*Task description*:
Reproduce every record exactly.

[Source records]
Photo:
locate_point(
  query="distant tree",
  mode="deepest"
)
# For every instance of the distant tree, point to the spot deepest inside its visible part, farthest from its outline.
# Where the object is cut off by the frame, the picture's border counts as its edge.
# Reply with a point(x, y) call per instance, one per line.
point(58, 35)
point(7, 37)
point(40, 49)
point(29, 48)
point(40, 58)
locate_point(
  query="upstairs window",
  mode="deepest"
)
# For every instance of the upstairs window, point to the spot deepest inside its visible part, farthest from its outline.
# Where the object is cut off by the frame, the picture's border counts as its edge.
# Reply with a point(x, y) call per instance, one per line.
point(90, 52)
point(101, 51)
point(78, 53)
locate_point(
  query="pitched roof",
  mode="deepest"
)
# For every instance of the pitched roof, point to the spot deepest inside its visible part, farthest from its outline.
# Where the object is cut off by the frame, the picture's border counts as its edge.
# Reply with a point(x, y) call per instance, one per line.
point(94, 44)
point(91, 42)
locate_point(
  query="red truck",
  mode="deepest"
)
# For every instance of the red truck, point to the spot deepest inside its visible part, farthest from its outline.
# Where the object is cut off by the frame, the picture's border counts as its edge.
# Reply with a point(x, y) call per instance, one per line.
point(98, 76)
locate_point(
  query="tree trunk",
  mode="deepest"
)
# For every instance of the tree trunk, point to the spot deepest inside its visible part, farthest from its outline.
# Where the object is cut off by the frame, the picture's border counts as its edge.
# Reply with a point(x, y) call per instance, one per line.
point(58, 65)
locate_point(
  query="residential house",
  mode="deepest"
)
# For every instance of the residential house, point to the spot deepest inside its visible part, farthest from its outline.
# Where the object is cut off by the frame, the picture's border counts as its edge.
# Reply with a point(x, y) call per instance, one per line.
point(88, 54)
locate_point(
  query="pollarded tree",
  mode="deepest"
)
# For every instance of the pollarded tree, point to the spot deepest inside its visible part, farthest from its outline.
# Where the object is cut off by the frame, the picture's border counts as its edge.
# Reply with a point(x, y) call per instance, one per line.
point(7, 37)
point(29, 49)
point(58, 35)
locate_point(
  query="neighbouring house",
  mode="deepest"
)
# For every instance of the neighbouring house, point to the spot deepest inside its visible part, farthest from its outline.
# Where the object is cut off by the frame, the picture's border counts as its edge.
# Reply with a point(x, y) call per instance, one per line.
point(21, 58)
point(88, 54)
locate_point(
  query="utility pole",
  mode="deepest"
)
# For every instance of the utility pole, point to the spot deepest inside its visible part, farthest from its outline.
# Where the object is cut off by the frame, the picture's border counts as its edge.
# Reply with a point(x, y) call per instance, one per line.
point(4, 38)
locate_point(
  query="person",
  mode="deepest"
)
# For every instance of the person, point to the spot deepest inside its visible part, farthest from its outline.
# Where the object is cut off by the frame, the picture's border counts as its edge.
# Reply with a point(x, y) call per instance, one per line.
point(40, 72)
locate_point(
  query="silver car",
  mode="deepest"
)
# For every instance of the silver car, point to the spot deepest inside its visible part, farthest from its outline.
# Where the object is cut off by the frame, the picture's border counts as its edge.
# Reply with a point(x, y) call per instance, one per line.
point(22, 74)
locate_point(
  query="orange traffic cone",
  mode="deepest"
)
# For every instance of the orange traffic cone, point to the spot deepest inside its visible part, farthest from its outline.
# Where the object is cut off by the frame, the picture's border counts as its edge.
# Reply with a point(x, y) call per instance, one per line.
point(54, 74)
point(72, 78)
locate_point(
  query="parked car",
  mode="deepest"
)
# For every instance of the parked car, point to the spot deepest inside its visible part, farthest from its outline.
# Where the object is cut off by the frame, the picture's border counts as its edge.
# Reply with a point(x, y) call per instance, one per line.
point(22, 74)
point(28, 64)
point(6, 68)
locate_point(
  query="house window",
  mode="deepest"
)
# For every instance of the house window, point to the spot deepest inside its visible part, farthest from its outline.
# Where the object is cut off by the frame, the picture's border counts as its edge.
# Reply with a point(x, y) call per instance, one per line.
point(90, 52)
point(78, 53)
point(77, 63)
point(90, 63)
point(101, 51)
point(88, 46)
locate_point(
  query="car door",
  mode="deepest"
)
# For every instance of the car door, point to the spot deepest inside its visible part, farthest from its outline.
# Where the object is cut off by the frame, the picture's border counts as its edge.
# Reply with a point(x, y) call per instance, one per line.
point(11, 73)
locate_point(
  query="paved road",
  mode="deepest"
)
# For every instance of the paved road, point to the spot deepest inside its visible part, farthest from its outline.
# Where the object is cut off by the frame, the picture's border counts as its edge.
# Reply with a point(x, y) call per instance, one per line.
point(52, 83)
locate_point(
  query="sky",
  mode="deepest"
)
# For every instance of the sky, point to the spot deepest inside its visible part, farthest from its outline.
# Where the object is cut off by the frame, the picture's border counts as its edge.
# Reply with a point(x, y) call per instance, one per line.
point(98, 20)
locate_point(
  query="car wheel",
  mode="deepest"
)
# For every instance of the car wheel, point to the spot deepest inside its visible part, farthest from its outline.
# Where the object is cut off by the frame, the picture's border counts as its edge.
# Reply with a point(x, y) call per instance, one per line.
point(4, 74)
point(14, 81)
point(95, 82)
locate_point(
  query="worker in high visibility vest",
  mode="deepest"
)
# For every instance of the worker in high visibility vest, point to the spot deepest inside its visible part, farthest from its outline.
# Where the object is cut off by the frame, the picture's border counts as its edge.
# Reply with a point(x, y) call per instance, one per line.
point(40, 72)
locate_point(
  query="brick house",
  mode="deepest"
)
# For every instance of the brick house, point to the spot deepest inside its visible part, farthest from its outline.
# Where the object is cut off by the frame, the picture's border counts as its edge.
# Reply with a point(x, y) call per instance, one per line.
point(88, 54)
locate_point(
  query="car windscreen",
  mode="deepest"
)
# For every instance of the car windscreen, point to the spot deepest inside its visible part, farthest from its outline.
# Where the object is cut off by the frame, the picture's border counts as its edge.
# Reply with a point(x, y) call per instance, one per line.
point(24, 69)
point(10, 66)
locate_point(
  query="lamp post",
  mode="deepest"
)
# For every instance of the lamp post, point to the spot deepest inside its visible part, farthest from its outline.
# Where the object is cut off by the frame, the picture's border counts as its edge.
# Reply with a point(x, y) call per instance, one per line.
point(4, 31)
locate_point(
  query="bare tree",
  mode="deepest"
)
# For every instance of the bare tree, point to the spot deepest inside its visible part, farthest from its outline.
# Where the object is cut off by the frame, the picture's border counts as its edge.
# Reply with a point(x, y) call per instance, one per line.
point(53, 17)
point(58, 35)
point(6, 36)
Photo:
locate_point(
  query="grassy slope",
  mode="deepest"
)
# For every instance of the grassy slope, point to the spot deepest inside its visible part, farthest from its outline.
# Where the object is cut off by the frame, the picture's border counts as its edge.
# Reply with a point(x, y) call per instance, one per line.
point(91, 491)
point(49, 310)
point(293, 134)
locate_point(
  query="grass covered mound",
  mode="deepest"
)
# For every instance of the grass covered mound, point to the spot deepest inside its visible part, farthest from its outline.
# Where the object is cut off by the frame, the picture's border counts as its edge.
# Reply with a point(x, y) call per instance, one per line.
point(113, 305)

*Task solution*:
Photo:
locate_point(
  query="distant tree",
  mode="deepest"
)
# For every instance of the distant tree, point to the spot deepest inside its visible part, farthest from its outline.
# Where the object is cut off by the frame, the picture's border counts as its edge.
# Reply with a point(x, y) call per instance, one per line.
point(58, 35)
point(7, 37)
point(40, 49)
point(29, 48)
point(40, 58)
locate_point(
  query="upstairs window",
  mode="deepest"
)
# For every instance of the upstairs window, point to the spot deepest inside its visible part, farthest from its outline.
# Where the object is cut off by the frame, the picture's border counts as its edge.
# Reply with a point(x, y) call per instance, one per line.
point(90, 52)
point(101, 51)
point(78, 53)
locate_point(
  query="pitched roof",
  mode="deepest"
)
# For every instance of the pitched roof, point to the spot deepest inside its visible part, farthest from its outline.
# Where the object is cut off by the frame, the picture's border counts as its edge.
# Reply with a point(x, y) call per instance, one per line.
point(94, 44)
point(91, 42)
locate_point(
  query="red truck",
  mode="deepest"
)
# For every instance of the red truck, point to the spot deepest inside its visible part, farthest from its outline.
# Where the object is cut off by the frame, the picture's border counts as its edge.
# Reply with a point(x, y) call per instance, one per line.
point(98, 76)
locate_point(
  query="tree trunk",
  mode="deepest"
)
# For every instance of the tree trunk, point to the spot deepest inside its visible part, farthest from its outline.
# Where the object is cut off by the frame, the picture's border counts as its edge.
# Reply with a point(x, y) call per instance, one per line.
point(58, 65)
locate_point(
  query="residential house",
  mode="deepest"
)
# For every instance of the residential house, point to the spot deepest inside its visible part, farthest from its outline.
# Where the object is cut off by the frame, the picture's border counts as its edge.
# Reply with a point(x, y) call per instance, one per line.
point(88, 54)
locate_point(
  query="pollarded tree",
  mode="deepest"
)
# For every instance of the pollarded tree, point to the spot deepest inside its visible part, farthest from its outline.
# Where the object is cut off by the frame, the picture's border counts as its edge.
# Reply with a point(x, y) call per instance, one per line.
point(7, 37)
point(29, 49)
point(58, 35)
locate_point(
  query="neighbouring house",
  mode="deepest"
)
# For every instance of the neighbouring house, point to the spot deepest inside its visible part, farthest from its outline.
# Where the object is cut off by the frame, the picture's border counts as its edge.
# Reply with a point(x, y) call per instance, one per line.
point(21, 58)
point(88, 54)
locate_point(
  query="utility pole",
  mode="deepest"
)
# For every instance of the utility pole, point to the spot deepest inside its visible part, farthest from its outline.
# Where the object is cut off by the frame, the picture's border counts as its edge.
# Reply with a point(x, y) call per instance, one per line.
point(4, 38)
locate_point(
  query="person",
  mode="deepest"
)
# For every instance of the person, point to the spot deepest inside its visible part, farthest from its outline.
# Where the object is cut off by the frame, the picture's border counts as its edge.
# Reply with a point(x, y) call per instance, one per line.
point(40, 72)
locate_point(
  query="silver car",
  mode="deepest"
)
# For every instance of the silver car, point to the spot deepest inside its visible part, farthest from its outline.
# Where the object is cut off by the frame, the picture's border counts as its edge.
# Reply with a point(x, y) call per instance, one per line.
point(22, 74)
locate_point(
  query="orange traffic cone",
  mode="deepest"
)
# For every instance of the orange traffic cone, point to the spot deepest inside its visible part, farthest from its outline.
# Where the object is cut off by the frame, the picture's border counts as its edge.
# Reply with a point(x, y) call per instance, one per line.
point(54, 74)
point(72, 78)
locate_point(
  query="parked car",
  mode="deepest"
)
# For every instance of the parked car, point to the spot deepest inside its visible part, farthest from its outline.
# Where the object is cut off by the frame, the picture's border counts as its edge.
# Reply with a point(x, y) call per instance, one per line.
point(22, 74)
point(28, 64)
point(6, 68)
locate_point(
  query="house window",
  mode="deepest"
)
# For every instance of the house window, point to the spot deepest inside its visible part, farthest from its outline.
# Where the object is cut off by the frame, the picture's border counts as its edge.
# Reply with a point(x, y) call per instance, one per line.
point(90, 52)
point(78, 53)
point(77, 63)
point(90, 63)
point(101, 51)
point(88, 46)
locate_point(
  query="car door",
  mode="deepest"
)
# For every instance of the car door, point to the spot deepest inside its visible part, farthest from its outline.
# Where the object is cut off by the frame, the picture's border counts as its edge.
# Reply with a point(x, y) call per instance, one per line.
point(11, 73)
locate_point(
  query="paved road",
  mode="deepest"
)
# For every instance of the paved road, point to the spot deepest inside its visible part, farthest from its outline.
# Where the object is cut off by the frame, the picture's border counts as its edge.
# Reply with a point(x, y) call per instance, one per line.
point(52, 83)
locate_point(
  query="sky",
  mode="deepest"
)
# For every instance of the sky, point to the spot deepest inside its visible part, farthest from its outline.
# Where the object is cut off by the frame, the picture's border counts as its edge.
# Reply with a point(x, y) call per instance, one per line.
point(98, 20)
locate_point(
  query="car wheel",
  mode="deepest"
)
# For every instance of the car wheel, point to the spot deepest inside its visible part, farthest from its outline.
# Where the object is cut off by the frame, the picture's border counts as its edge.
# Reply with a point(x, y) call per instance, one per line.
point(4, 74)
point(14, 81)
point(95, 82)
locate_point(
  query="worker in high visibility vest",
  mode="deepest"
)
# For every instance of the worker in high visibility vest, point to the spot deepest inside its visible part, farthest from its outline.
# Where the object is cut off by the frame, the picture's border counts as its edge.
# Reply with a point(x, y) call per instance, one per line.
point(40, 72)
locate_point(
  query="brick house",
  mode="deepest"
)
# For every instance of the brick house, point to the spot deepest inside its visible part, farthest from its outline.
# Where the object is cut off by the frame, the picture's border counts as its edge.
# Reply with a point(x, y) call per instance, one per line.
point(88, 54)
locate_point(
  query="car windscreen",
  mode="deepest"
)
# For every instance of the car windscreen, point to the spot deepest inside its visible part, farthest from its outline.
# Where the object is cut off by the frame, the picture's border counts as its edge.
# Reply with a point(x, y) call per instance, one per line.
point(24, 69)
point(10, 66)
locate_point(
  query="lamp post",
  mode="deepest"
)
# For every instance of the lamp post, point to the spot deepest inside its visible part, farthest from its outline.
# Where the object is cut off by the frame, the picture's border counts as its edge.
# Reply with a point(x, y) call per instance, one per line.
point(4, 31)
locate_point(
  query="bare tree",
  mode="deepest"
)
# For every instance of the bare tree, point to the spot deepest inside its visible part, farthest from its outline.
# Where the object is cut off by the frame, the picture's border counts as its edge.
# Reply with a point(x, y) call per instance, one per line.
point(53, 17)
point(58, 35)
point(6, 36)
Photo:
locate_point(
  query="grassy slope",
  mode="deepest"
)
# For every instance of the grassy slope, point to the spot deepest inside its visible part, farthest from its outline.
# Where the object is cut off by the frame, the picture's border counts as its edge.
# Reply with a point(x, y) call per instance, one per line.
point(91, 491)
point(49, 310)
point(293, 134)
locate_point(
  query="grass covered mound",
  mode="deepest"
)
# For every instance of the grass covered mound, point to the spot deepest inside its visible part, farthest from its outline.
# Where the object is cut off by the frame, the picture's border counts as its edge.
# Reply with a point(x, y) call per instance, one per line.
point(113, 305)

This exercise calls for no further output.